_Objective_
Show every line of the records that contains the string "ymin", copying each one in full. Matches are case-sensitive.
•••••
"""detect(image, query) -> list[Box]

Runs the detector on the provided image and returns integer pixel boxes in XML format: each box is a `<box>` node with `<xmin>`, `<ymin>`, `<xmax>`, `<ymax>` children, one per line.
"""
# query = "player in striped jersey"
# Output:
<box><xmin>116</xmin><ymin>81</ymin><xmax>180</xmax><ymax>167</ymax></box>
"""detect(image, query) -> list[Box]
•••••
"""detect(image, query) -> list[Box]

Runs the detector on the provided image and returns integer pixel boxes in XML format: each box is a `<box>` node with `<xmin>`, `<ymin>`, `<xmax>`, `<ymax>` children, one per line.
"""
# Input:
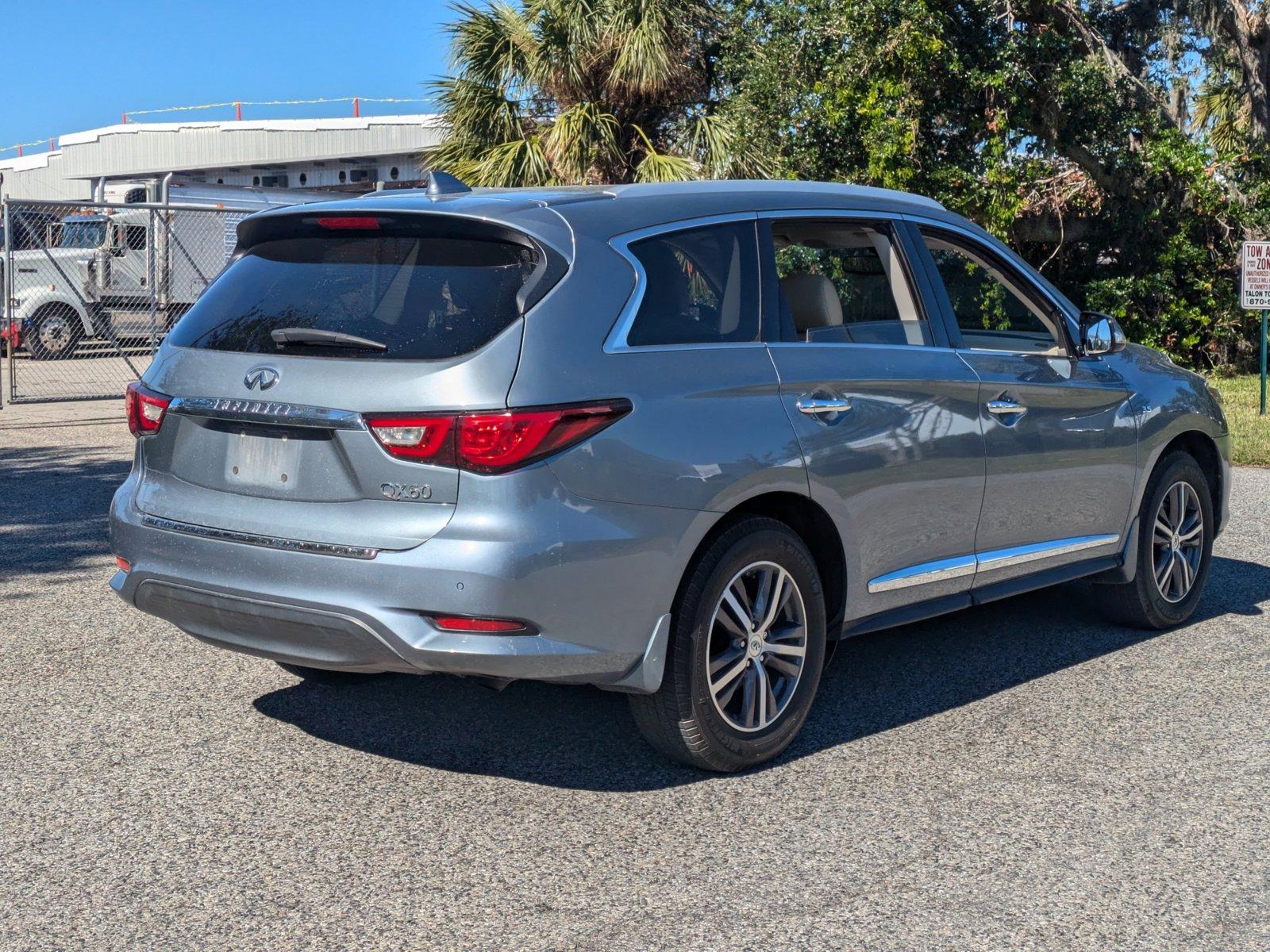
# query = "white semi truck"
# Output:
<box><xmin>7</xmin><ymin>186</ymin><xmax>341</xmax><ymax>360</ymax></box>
•••••
_Task solution_
Runs the detector on the provided image and returns integer pixel boxes in XML format: each box is a `<box>` node with `<xmin>`, `<ymin>`, `<xmax>`, `<ymax>` children, one per line.
<box><xmin>116</xmin><ymin>81</ymin><xmax>180</xmax><ymax>167</ymax></box>
Runs the detector on the provided image and returns integer pixel boxes in XML format: each box is a `<box>` node with `<xmin>`, `<ymin>`, `<xmax>`, `<ymax>` children, one per line.
<box><xmin>7</xmin><ymin>186</ymin><xmax>341</xmax><ymax>360</ymax></box>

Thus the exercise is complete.